** DADOS APRESENTADOS **
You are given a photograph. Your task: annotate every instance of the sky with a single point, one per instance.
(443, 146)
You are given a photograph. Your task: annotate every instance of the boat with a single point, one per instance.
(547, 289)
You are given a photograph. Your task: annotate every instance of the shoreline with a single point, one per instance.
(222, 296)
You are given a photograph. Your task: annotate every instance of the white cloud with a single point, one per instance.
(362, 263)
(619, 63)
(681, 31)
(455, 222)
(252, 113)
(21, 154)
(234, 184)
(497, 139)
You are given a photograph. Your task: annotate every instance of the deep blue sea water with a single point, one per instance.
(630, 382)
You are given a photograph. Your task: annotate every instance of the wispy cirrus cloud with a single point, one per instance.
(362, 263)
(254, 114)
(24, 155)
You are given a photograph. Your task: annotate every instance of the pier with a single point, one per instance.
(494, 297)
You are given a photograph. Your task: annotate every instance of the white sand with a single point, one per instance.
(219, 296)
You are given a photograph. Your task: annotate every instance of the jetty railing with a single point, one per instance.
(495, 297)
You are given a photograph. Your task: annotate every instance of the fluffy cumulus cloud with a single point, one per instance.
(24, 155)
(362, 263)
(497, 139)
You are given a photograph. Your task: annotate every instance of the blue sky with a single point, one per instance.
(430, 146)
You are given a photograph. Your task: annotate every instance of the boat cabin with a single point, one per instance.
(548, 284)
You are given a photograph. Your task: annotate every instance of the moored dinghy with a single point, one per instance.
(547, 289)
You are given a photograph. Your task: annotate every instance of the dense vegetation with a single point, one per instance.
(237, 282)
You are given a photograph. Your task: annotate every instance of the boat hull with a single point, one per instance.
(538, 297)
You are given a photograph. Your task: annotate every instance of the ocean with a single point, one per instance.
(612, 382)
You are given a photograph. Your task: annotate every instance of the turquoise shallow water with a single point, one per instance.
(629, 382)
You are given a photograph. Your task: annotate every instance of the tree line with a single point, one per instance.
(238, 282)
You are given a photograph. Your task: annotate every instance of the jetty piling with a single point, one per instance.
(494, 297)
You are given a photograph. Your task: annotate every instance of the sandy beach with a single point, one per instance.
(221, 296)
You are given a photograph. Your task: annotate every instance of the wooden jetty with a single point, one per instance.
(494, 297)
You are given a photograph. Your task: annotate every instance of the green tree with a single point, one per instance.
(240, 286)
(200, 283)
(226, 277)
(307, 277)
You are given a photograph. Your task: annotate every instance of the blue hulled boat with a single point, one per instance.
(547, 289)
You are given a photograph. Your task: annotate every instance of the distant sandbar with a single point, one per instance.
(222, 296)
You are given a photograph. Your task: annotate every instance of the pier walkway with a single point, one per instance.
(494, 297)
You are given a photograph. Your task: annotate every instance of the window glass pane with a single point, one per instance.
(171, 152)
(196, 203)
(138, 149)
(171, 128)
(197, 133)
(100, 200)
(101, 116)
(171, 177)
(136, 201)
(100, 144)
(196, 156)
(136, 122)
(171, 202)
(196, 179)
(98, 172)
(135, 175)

** OBJETIVO DO EXERCÍCIO **
Apresente todos os itens acima em forma de lista numerada, sem as linhas em branco.

** PROBLEMA RESOLVIDO **
1. You are given a photograph. Your task: annotate every instance of the sky with a single point, one per instance.
2. (443, 146)
3. You are given a photograph. Your task: annotate every instance of the boat with a single point, one per instance.
4. (547, 289)
5. You are given a photograph. Your task: annotate every instance of the shoreline with a single point, one per instance.
6. (222, 296)
7. You are given a photograph. Your task: annotate every instance of the white cloud with a single point, one per instance.
8. (362, 263)
9. (619, 63)
10. (681, 31)
11. (455, 222)
12. (252, 113)
13. (21, 154)
14. (234, 184)
15. (497, 139)
16. You are given a photograph. Your task: annotate every instance of the deep blue sea water with a single point, one per instance.
17. (630, 382)
18. You are given a photograph. Your task: annotate every instance of the wispy cirrus cloud with a single point, one per instance.
19. (362, 263)
20. (254, 114)
21. (24, 155)
22. You are given a photograph. Your task: annotate every instance of the pier with a single point, one per instance.
23. (494, 297)
24. You are given a photograph. Your task: annotate every instance of the white sand with a single point, one per instance.
25. (219, 296)
26. You are given a photograph. Your task: annotate every instance of the jetty railing with a single point, one per instance.
27. (495, 297)
28. You are given a photograph. Your task: annotate every instance of the fluffy cumulus cloud with a single point, one per instance.
29. (24, 155)
30. (362, 263)
31. (497, 139)
32. You are given a photograph. Your task: annotate every instance of the blue sky with a single point, one per instance.
33. (430, 146)
34. You are given a photograph. Your task: annotate every instance of the boat cabin with a single point, one per instance.
35. (548, 284)
36. You are given a photograph. Your task: annotate every instance of the moored dinghy with a single point, one per instance.
37. (547, 289)
38. You are given a photograph. Your task: annotate every instance of the dense vegetation with a single point, one per instance.
39. (237, 282)
40. You are given a photograph. Your task: annotate every instance of the boat hull with a single point, one per instance.
41. (538, 297)
42. You are given a photograph. Your task: annotate every instance of the ocean with a single point, one per instance.
43. (612, 382)
44. You are given a photograph. Your task: annotate every instance of the turquoise shallow water with a single point, one per instance.
45. (629, 382)
46. You are given a photograph. Your task: annotate every instance of the tree line with a single point, one per instance.
47. (238, 282)
48. You are given a photograph. Your task: annotate every instance of the jetty piling with a single point, one per instance.
49. (494, 297)
50. You are given a photograph. Your task: annotate every instance of the sandy beach with a single point, one per instance.
51. (221, 296)
52. You are given a photograph. Your task: annotate every instance of the wooden jetty with a single point, one per instance.
53. (494, 297)
54. You are given a photograph. Your task: annotate every instance of the green tree with a single point, one per instance.
55. (240, 286)
56. (200, 283)
57. (226, 277)
58. (307, 277)
59. You are given a photograph. Your task: annotate every instance of the blue hulled boat with a single point, one per instance.
60. (547, 289)
61. You are given a photograph. Your task: annotate every instance of the distant sandbar with a single point, one per instance.
62. (222, 296)
63. You are given a photograph. Your task: annotate every instance of the pier walkway with a single point, one per instance.
64. (494, 297)
65. You are given a photograph. Your task: annotate every instance of the window glass pane with a single point, one per instance.
66. (171, 152)
67. (196, 203)
68. (138, 149)
69. (171, 128)
70. (197, 133)
71. (100, 200)
72. (101, 116)
73. (171, 177)
74. (136, 201)
75. (100, 144)
76. (196, 156)
77. (136, 122)
78. (171, 202)
79. (196, 179)
80. (98, 172)
81. (135, 175)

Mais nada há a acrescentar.